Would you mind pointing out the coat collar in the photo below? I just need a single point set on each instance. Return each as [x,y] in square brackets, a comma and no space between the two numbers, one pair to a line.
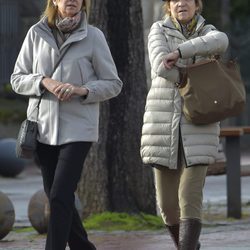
[44,31]
[172,30]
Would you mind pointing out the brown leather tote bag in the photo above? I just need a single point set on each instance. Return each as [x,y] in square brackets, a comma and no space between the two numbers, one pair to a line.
[213,91]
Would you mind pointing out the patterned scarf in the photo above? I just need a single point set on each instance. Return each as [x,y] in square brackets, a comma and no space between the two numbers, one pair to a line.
[68,24]
[186,29]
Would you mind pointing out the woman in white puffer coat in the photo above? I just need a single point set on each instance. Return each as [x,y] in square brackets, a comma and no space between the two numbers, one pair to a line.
[178,150]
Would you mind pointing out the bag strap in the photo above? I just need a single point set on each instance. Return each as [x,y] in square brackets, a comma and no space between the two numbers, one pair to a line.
[54,69]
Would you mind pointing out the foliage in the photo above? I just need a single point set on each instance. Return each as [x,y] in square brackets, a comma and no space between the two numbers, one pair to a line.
[240,9]
[108,221]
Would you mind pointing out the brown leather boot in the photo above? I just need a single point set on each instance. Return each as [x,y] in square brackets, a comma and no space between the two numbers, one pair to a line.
[174,233]
[190,230]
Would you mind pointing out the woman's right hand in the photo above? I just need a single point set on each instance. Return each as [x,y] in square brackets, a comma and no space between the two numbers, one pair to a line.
[50,84]
[63,91]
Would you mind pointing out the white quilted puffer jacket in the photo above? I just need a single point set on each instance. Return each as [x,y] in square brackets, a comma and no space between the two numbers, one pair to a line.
[164,122]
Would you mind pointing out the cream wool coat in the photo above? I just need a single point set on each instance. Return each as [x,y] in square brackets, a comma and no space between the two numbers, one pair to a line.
[164,123]
[88,62]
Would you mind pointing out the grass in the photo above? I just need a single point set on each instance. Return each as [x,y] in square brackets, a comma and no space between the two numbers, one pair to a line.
[108,221]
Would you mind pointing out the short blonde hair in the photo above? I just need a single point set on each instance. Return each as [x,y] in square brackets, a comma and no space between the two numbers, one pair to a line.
[51,11]
[166,7]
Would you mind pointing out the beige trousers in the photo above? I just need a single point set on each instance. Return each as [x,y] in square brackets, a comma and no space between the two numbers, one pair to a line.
[179,193]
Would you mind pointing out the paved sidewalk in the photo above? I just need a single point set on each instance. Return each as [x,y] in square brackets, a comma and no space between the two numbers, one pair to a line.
[229,237]
[217,235]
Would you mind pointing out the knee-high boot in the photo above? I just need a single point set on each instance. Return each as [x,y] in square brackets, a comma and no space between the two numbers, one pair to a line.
[174,233]
[190,230]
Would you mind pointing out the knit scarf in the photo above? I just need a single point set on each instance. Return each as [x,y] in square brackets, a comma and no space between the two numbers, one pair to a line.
[187,29]
[68,24]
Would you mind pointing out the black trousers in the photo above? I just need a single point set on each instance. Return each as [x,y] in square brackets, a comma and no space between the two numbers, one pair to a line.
[61,168]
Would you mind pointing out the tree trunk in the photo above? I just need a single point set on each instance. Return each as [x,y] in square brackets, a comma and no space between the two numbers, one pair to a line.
[92,189]
[114,177]
[129,181]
^^^^^^^^^^^^^^^^
* **BRIEF**
Repeat the full listing above exactly, with no pictures in the copy.

* **TASK SOLUTION**
Would you mind pointing out the coat collar in the photo below? I just need a single point set on each instance. Return each as [x,y] in square brackets, a comma and no space between the two numbers, one pair to a line.
[44,31]
[172,30]
Would you mind pointing out the brown leather tote bag in the photo above? I just need a single point set on each instance. Return each as [x,y] in square brackets, a comma and no space between the two numbers, one pair to a line.
[213,91]
Would you mind pointing out the patterned scarf in the photo above? I just need a single point set on each instance. Return each as [x,y] in square brackets, a comma and no space between the two numbers, one pair to a line.
[68,24]
[186,29]
Would you mind pointing out the woman in white puffer coat in the photo above? I just need a single point set on each instance. Return each as [x,y] in square brackets, a comma and no space between the two numbers, one pair to a line.
[178,150]
Would you mind pointing out the bag strap in the photo above? I just need a single point set on each instance. Return each as [x,y] in square brackets, a comma and no space between the two numbers, one pair to a line.
[54,69]
Would you mind pointing out the foliage in the photo above? I just need a single point set on each instance. Return each as [x,y] in square brackets, a comma and no space between the two numbers, one pair to a line.
[240,9]
[108,221]
Would you mind pointing out the brown leather boot in the photo above? I just need a single point set on each instance. Return each as [x,y] in square brackets, a comma and no space between the two numbers, one pair to a line.
[174,233]
[190,230]
Would you mind pointing out the woman's right hand in the photo above? I just need a single point set on each instance. Return each as [x,y] in square brackets, a comma and no space between the two numbers, one pair to a line.
[50,84]
[63,91]
Would you mind pointing out the white quilted puffer jacket in the photo above? I just need a single point set on each instance. Return each as [x,y] in square brackets, a comma and no space between the two numbers, one pair to a line.
[164,122]
Would you mind pointing out the cream wool coat in the photo above? I just need a single point set on each instance. Return each as [x,y] in square brackets, a comma and no space between the two numbers, one pair to a line.
[164,123]
[88,62]
Would you mind pointing out the grass in the photo above? I just need a single point set on each instance. Return each as [x,y] in square brackets, a comma and no space between the two numbers, one pair to a line.
[108,221]
Would you mind pointing out the short blonde hair in the photo above? I just need a single point set on each instance. Return each as [x,y] in square brackets, a comma and no space between the two numbers, one pair to a line.
[51,11]
[166,7]
Would you mind pointing out the beige trousers in the photo above? I just need a single point set on each instance. Return each as [x,y] in square brackets, a comma and no space between the two numbers, one pair to a line.
[179,193]
Would you mind pointing out the paved sidewalk in the photo above? I just need a single point set on each instance. Return each as [x,y] in square brackets, a comma and no space between the two numbers, one pair to a line.
[229,237]
[217,235]
Would you mind pointing out the knee-high boot in the photo above? I just need a single point set on each instance. Return each as [x,y] in square brackets, a comma and no space between the two numbers, one pair to a line.
[174,233]
[190,230]
Would you mind pointing out the knit scarf in the photo above? I just need a single point set on each instance. Return each as [x,y] in square brackets, a comma and no space between the two numbers, one pair to a line.
[187,29]
[68,24]
Would you mind pointing out the black trousers in the photo above? I just need a single point set on each instance. Return each as [x,y] in square brackets, a comma and no space between the two numbers, one pair to a line.
[61,168]
Would you mind pointing out the tree trunk in the photo above? I just need a single point set on each instance. Return each as [x,y] in square brackets, a comma and no space between the two numbers, one pair to a line.
[92,189]
[114,177]
[129,181]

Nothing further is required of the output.